An important narrative in Brussels that has been established with the new Von der Leyen Commission is the European Green Deal. Biden's statements during the campaign about making climate change central to the transformation of the United States were also welcome. They mean that we can work together again toward global cooperation on those issues. Clearly, there are also some trade dimensions to climate issues and in the Green Deal. The European Commission will propose a carbon border adjustment measure (CBAM) by June 2021 as part of the European Green Deal. It's a measure whose nature has yet to be decided but this is an issue that obviously Europe will need to discuss not only with the United States but with all of its allies and other WTO members. Europe has insisted that its CBAM will be compatible with WTO rules, but the details will have to be discussed bilaterally with close partners and multilaterally at the WTO.

Europe is willing to be a bit patient on what it calls the bilateral trade irritants: measures that President Trump took, particularly on steel and aluminum and then the Boeing/Airbus issues. Europe is not expecting that these measures will be removed on day one of the Biden presidency, but they definitely need to be addressed quickly. Brussels was shocked when the US administration decided to impose steel and aluminum tariffs on its allies. People were completely unsettled by that and the trade relationship with the US has been disastrous ever since. Restoring trust bilaterally and multilaterally is absolutely crucial. Europe understands that we are not going back to the Obama administration and that the world has changed, but we want to restore trust at the personal, bilateral and multilateral levels.

--- Recorded information ---
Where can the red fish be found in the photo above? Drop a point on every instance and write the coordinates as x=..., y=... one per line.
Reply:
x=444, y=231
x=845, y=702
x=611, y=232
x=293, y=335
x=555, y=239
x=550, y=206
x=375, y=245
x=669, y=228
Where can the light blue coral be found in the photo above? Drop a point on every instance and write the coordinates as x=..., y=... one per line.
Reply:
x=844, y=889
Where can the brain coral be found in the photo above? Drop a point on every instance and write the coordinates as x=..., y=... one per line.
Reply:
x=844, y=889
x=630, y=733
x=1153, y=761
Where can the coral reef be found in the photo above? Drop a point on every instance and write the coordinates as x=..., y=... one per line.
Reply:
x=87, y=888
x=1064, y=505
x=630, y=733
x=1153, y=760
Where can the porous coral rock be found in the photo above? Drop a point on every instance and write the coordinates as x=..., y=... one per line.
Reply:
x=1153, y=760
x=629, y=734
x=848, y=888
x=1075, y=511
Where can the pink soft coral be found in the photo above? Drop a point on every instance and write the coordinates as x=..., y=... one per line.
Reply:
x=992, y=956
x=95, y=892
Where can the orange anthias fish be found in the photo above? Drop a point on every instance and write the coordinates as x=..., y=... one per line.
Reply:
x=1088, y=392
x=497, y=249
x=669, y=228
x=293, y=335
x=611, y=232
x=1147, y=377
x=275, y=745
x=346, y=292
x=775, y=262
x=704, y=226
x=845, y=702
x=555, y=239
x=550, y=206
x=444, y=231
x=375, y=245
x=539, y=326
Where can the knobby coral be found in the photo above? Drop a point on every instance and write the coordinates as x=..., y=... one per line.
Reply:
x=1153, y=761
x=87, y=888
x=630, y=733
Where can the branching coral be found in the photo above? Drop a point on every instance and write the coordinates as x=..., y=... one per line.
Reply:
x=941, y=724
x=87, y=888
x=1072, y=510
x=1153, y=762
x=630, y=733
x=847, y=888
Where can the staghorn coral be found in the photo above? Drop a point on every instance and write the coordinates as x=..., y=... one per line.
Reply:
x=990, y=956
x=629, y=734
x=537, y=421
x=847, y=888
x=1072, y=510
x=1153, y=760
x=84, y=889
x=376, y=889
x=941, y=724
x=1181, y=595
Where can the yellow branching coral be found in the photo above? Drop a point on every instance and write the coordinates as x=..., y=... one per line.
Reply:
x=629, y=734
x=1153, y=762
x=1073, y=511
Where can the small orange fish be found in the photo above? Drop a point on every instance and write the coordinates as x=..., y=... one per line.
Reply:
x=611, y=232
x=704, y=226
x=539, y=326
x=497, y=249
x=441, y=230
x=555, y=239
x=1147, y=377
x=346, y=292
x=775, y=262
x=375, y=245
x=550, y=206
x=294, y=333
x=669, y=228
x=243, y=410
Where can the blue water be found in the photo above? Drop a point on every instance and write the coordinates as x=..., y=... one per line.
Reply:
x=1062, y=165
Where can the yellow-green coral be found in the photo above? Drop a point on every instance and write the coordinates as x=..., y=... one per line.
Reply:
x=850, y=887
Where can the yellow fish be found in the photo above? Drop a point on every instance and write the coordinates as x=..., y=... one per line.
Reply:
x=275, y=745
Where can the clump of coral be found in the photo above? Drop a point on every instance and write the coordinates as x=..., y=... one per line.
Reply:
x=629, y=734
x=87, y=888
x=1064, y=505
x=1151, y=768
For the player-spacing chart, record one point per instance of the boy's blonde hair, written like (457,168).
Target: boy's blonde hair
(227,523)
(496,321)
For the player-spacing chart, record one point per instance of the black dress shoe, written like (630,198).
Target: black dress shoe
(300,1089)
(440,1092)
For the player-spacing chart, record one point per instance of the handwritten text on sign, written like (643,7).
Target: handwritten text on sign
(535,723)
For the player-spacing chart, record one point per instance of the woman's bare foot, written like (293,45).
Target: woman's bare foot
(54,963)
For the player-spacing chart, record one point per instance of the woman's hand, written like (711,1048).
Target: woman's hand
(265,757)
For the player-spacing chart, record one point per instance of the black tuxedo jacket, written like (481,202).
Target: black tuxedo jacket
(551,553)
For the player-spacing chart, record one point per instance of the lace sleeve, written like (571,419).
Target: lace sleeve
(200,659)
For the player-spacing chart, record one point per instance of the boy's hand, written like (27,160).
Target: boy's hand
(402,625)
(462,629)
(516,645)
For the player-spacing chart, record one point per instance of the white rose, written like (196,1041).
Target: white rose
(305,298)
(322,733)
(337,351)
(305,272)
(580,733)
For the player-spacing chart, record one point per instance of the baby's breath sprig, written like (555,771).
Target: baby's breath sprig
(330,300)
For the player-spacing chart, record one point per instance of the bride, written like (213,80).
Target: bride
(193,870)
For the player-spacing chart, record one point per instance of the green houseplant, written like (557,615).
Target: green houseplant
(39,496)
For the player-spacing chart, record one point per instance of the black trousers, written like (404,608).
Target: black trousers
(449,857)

--- Work request A ---
Reproduce the passage on EU–US trade relations from "Europe is willing" up to and including "and multilateral levels.".
--- Work request B ---
According to the passage on EU–US trade relations, by when will the European Commission propose a carbon border adjustment measure?
--- Work request C ---
Carry the passage on EU–US trade relations forward from its final sentence.

--- Output A ---
Europe is willing to be a bit patient on what it calls the bilateral trade irritants: measures that President Trump took, particularly on steel and aluminum and then the Boeing/Airbus issues. Europe is not expecting that these measures will be removed on day one of the Biden presidency, but they definitely need to be addressed quickly. Brussels was shocked when the US administration decided to impose steel and aluminum tariffs on its allies. People were completely unsettled by that and the trade relationship with the US has been disastrous ever since. Restoring trust bilaterally and multilaterally is absolutely crucial. Europe understands that we are not going back to the Obama administration and that the world has changed, but we want to restore trust at the personal, bilateral and multilateral levels.

--- Output B ---
By June 2021.

--- Output C ---
The WTO and the failure of bilateral approaches

On other trade issues, the WTO will be crucial. Europe is committed to leading WTO reform efforts and this is also what Europe expects from the United States, Japan and other like-minded countries. So, the notion of cooperation among like-minded countries is important. Our contribution is not anti-China, but at the same time, one of the realities of the changed world is the fact that China became a member of the WTO in 2001 and a number of issues have occurred since then. We need to look at the reality of the world and together with the United States, Japan, and other like-minded countries, we need to sit down with China and discuss WTO reforms that are not just related to China and its role but indeed other issues of extreme importance as well, including climate and digital matters.

Richard BALDWIN: I think approaching this particular president bilaterally would actually be harmful and would not achieve progress. I think the Biden administration would like to ignore trade for most of its first term at least. The Biden administration was elected by a coalition of Democrats who have very different views on trade, and in general it's not a good time to be pro-trade. I think the Biden administration will try to stall anyone who comes to them with concerns. If instead a group of countries start to work with the US and the US starts to see this collaboration, including on trade, as a way of advancing its policy goals, it's more likely to achieve progress in the short term. The Biden trade policy appointees probably won't be approved very quickly because they will be controversial. The one USTR designate is unlikely to run into too many problems. I think we have to get into the mindset in the years ahead that trade will be a flanking policy to other policies, not the other way around.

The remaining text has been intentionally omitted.